- Stated task:
The records should be written out in full, with nothing altered.

*** Dataset excerpts ***

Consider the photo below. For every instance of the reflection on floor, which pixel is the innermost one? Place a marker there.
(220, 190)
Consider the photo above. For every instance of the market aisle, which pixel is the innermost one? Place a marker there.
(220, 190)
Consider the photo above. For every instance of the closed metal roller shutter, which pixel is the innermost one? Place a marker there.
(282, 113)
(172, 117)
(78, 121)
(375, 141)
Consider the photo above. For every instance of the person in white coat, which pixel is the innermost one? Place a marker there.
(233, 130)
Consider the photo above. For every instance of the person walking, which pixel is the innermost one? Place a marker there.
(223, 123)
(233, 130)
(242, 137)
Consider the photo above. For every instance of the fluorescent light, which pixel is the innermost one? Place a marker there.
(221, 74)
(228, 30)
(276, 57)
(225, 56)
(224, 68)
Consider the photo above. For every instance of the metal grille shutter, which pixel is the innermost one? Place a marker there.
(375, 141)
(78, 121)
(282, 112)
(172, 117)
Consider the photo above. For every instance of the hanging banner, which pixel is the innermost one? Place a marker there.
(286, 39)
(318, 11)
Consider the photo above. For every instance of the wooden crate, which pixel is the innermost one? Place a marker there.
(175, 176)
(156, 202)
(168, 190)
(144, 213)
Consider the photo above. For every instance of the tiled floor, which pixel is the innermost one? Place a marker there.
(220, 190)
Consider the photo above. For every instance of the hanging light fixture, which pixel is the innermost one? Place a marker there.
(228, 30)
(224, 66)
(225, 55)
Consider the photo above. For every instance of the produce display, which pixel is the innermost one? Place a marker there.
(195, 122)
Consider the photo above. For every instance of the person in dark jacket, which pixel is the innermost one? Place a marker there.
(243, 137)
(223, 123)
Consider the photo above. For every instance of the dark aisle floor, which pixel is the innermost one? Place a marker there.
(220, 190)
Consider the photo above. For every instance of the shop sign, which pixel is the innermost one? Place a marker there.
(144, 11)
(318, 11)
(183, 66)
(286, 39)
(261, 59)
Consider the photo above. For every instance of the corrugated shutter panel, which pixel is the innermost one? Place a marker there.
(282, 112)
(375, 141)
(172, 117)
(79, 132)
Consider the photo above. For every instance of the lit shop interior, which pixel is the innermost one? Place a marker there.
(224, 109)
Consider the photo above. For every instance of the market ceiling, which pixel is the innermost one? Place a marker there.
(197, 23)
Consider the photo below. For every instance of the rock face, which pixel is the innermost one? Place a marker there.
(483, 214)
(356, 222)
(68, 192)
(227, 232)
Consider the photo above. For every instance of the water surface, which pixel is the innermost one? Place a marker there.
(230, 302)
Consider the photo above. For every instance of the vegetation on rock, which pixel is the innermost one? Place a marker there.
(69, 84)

***

- Task response:
Consider the photo below. For every instance of the reflection on floor, which pixel is the innermost one? Place a marker there.
(220, 190)
Consider the photo above. For every instance of the market aisle, which pixel is the innermost one? Place a marker there.
(220, 190)
Consider the photo above. For every instance of the closed metal roller shutter, which pixel is the innermost one? Place a marker there.
(282, 113)
(172, 117)
(78, 121)
(375, 141)
Consider the photo above. For every instance of the person in white coat, which pixel is the innermost one? Place a marker there.
(233, 130)
Consider the photo above. For every instance of the person walking, which pixel is the innermost one? Place a marker there.
(223, 123)
(233, 130)
(242, 137)
Consider the photo above. For every instance of the fluorescent light, which pixel is the innermost one? Place a marker there.
(221, 74)
(228, 30)
(276, 57)
(225, 56)
(224, 68)
Consider the photo above. For every instance of the metal grille shutter, which pixel is the innermost one? Place a marker there.
(375, 141)
(78, 121)
(282, 112)
(172, 117)
Consider the photo above. For every instance of the hanging banner, which pixel is the innermost one? Place a marker there.
(286, 39)
(318, 11)
Consider the photo above. For every instance of the wooden crate, which pixel is the innermost one? Place a marker there.
(175, 176)
(156, 202)
(168, 190)
(144, 213)
Consider the photo above. For every instance of the tiled floor, which pixel is the innermost one? Place a marker there.
(220, 190)
Consider the photo above. For every instance of the hanging light fixture, which pixel is the innermost one? Place a marker there.
(228, 30)
(224, 66)
(225, 55)
Consider the photo above. For every instance of the produce display, which pixel is the innermost one? Place a marker there.
(195, 122)
Consider the photo above. For every instance of the person in dark jacket, which pixel is the innermost one? Place a marker there.
(243, 137)
(223, 123)
Consider the photo above. For every instance of the dark aisle floor, which pixel is the innermost one? Place a marker there.
(220, 190)
Consider the photo above. For every instance of the shop sign, which pixel is the innermost one? Place a marker there.
(144, 11)
(318, 11)
(183, 66)
(286, 39)
(261, 59)
Consider the photo above. For every instance of the corrugated shutter panel, which pixel is the innermost one? Place a marker there.
(282, 112)
(375, 141)
(172, 117)
(79, 132)
Consider the photo above. For every instance of the lit shop interior, which pixel is the innermost one? Place a marker there.
(224, 109)
Consider the photo above. For every instance of the market ceiling, which pixel is the innermost one? Place a marker there.
(197, 23)
Consider the photo below. For every instance of the rock face, which pixel is the innermost one? Place a marker there.
(483, 214)
(356, 222)
(68, 192)
(227, 232)
Consider the photo above. For every instance of the water surface, which pixel is the innermost one? Place a marker there.
(230, 302)
Consider the photo above. For every instance of the vegetation on rock, which pixel is the innermost one? Place a marker there.
(69, 84)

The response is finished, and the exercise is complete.